_Text_:
◆ ◆ ◆ ◆ ◆ ◆ ◆

Hacker News new | past | comments | ask | show | jobs | submit login
Show HN: Parson, lighweight json parser in C (kgabis.github.com)
46 points by kgabis on Oct 28, 2012 | hide | past | favorite | 35 comments



parson.c, 109 - wrong conditional

Well-written, clean and consistent. A bit too pendantic and therefore too verbose for my taste though :) Why in KnR's name this -

  JSON_Object *new_obj = (JSON_Object*)parson_malloc(sizeof(JSON_Object));
is not written like this -

  JSON_Object *new_obj = parson_malloc(sizeof *newobj);
On a more serious note - I would move json_*_t structs to the header file and eliminate a bunch of API functions that service the access to these structs. It's a C library after all, everyone knows how to shoot one's own leg.

(edit) Oh, and you don't handle realloc failures properly (at least in json_object_add).


> I would move json_* _t structs to the header file and eliminate a bunch of API functions that service the access to these structs. It's a C library after all, everyone knows how to shoot one's own leg.

From what I know I would suggest to only do that if the code is never to be used as a shared library, as otherwise the structs can't be changed without recompiling all programs using the library.

There was a Debian security update to libxml2 in 2008 that made various Gnome apps including, IIRC, the window manager crash for many users in various circumstances (depending on the used theme etc.)(* ), because it changed some struct. Public API functions were provided in that case, but apparently direct access to structs was not discouraged enough to prevent some programs from going the unsafe route anyway (or perhaps the API wasn't sufficiently complete? I don't know the details).

I haven't created any wide spread C programs, and don't know if there are ABI checkers that Debian should use / have used, or if it's really just restraint to procedure based APIs that can avoid such problems.

(* ) e.g. http://bugs.debian.org/cgi-bin/bugreport.cgi?bug=496125 http://lists.debian.org/debian-user/2008/08/msg01864.html


Right. This would apply if parson were built into a shared library and distributed as an .so. It is a possibility, though Debian's package dependency system exists exactly to safeguard against this sort of a situation.


Thanks for pointing out those errors, I already fixed the one with the wrong conditional and will fix the realloc one in the next commit. I'm being explicit with casting, because g++ and vc++ will throw warnings without it.


Of course you'd get warnings compiling C code with C++ compiler. C doesn't require casting from void* to another pointer type... it's one of its best features :)


Certain people would still like to compile this as a "CPP" file, examples are lua - it's in "C", but it's compilable as C++ too (some people then are more or less strict whether the function interfaces should be extern"C" or not).

Ayway, not that important... But there is a whole lot of people that like amalgated sources (typical examples - juce, freetype2, lua, sqlite) where you include in one or two files all the rest and they compile fine.


Luckily for you, you can link objects files produced by the C compiler with object files produced by the C++ compiler. Crisis averted.

◆ ◆ ◆ ◆ ◆ ◆ ◆

_Listed records_:
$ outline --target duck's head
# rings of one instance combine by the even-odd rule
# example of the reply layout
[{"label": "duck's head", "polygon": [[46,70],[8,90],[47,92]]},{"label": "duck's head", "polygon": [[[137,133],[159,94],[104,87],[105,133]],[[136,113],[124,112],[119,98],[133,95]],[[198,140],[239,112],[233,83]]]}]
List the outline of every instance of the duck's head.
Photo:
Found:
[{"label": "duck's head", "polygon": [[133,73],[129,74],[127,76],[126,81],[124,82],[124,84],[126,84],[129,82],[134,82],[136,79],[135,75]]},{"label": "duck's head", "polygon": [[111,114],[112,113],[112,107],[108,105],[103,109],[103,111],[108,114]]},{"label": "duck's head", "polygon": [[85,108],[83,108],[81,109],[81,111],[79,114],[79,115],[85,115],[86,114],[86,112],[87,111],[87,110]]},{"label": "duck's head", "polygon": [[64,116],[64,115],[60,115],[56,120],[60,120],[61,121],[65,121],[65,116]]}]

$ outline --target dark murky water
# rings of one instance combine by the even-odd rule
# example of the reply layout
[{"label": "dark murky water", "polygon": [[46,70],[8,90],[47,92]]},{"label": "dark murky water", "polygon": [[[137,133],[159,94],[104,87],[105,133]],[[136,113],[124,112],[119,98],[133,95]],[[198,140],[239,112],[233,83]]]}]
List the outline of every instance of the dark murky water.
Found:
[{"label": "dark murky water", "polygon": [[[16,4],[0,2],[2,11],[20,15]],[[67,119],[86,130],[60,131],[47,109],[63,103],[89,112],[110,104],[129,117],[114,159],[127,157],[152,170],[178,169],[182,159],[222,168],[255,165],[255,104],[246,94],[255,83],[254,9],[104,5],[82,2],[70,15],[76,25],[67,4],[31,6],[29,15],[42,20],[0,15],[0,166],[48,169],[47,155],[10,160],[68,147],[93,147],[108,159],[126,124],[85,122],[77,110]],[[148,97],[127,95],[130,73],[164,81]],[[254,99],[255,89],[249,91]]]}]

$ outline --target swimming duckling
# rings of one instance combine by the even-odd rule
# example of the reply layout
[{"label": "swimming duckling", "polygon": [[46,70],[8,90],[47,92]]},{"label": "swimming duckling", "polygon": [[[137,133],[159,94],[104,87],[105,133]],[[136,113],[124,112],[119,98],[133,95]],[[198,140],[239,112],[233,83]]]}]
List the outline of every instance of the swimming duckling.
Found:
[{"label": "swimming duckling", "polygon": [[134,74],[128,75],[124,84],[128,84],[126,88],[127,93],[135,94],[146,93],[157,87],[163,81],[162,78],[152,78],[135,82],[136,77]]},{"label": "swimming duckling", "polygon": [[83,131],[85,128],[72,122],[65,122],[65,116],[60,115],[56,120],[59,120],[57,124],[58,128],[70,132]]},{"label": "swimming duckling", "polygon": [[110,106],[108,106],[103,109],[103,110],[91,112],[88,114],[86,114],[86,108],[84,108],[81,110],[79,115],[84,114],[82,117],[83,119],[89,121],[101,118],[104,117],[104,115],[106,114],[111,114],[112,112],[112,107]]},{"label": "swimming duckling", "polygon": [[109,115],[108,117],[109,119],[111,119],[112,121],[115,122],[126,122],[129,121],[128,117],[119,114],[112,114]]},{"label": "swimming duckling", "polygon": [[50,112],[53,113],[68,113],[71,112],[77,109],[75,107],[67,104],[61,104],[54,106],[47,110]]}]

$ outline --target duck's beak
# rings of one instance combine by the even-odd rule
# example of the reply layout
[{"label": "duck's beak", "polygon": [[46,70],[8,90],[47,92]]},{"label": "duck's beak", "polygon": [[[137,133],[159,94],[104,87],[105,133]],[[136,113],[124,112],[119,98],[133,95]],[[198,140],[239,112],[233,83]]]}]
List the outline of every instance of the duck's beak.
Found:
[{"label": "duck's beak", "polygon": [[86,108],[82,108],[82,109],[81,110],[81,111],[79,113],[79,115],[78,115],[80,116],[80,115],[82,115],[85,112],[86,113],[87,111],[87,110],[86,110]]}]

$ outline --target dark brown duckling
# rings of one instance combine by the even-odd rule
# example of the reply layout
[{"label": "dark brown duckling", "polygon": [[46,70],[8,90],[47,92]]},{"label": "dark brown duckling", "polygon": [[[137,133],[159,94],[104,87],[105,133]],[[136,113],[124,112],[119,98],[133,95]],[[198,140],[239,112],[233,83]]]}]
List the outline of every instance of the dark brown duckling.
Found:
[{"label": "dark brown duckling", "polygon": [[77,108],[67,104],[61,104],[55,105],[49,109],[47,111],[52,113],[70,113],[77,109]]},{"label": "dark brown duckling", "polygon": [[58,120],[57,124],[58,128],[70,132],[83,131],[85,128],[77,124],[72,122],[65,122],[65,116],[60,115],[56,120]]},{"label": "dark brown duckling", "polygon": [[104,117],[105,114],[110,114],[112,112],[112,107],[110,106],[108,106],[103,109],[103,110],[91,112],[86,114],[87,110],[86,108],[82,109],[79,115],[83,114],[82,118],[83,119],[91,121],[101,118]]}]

◆ ◆ ◆ ◆ ◆ ◆ ◆

_Set of tasks_:
#1 In the Parson thread, rewrite everything from "Right. This would" down to "of a situation.", replacing "package dependency system" with "package manager".
#2 According to the Parson thread, which two compilers throw warnings when the casts are left out?
#3 Write the next part of the Parson thread, following on from its final comment.

_Solved problems_:
#1
Right. This would apply if parson were built into a shared library and distributed as an .so. It is a possibility, though Debian's package manager exists exactly to safeguard against this sort of a situation.

#2 g++ and vc++.

#3
"I would move json_*_t structs to the header file and eliminate a bunch of API functions that service the access to these structs. It's a C library after all, everyone knows how to shoot one's own leg."

I strongly disagree. The author did exactly the right thing by hiding the internal data representation behind accessor functions. This makes it easy for him to change the internal data representation in the future without breaking binary compatibility.

See the libabc REAME for a fuller explanation: https://git.kernel.org/?p=linux/kernel/git/kay/libabc.git;a=...

Summary: "Do not expose any complex structures in your API"

Unrelated: please don't be one of those people who typedef every struct. It's really ugly and obfuscatory (see Linus' remarks on this).


Looking at the source It seems it doesn't handle surrogate pairs e.g.,

  ["\ud83d\ude04"]


You're right, I'll try to add support for them in the future.


Thanks, I've been looking for something like this for a project I have (https://github.com/caldwell/daemon-manager). I did a survey of all the JSON libs for C and C++ about a year ago and found reasons to dislike them all. This actually looks like a reasonable interface, the code itself looks good so far, and I love the fact that it is just a couple files I can drop in.


Just out of curiosity, was json-parser one of the ones you looked at? If so, what did you dislike about it?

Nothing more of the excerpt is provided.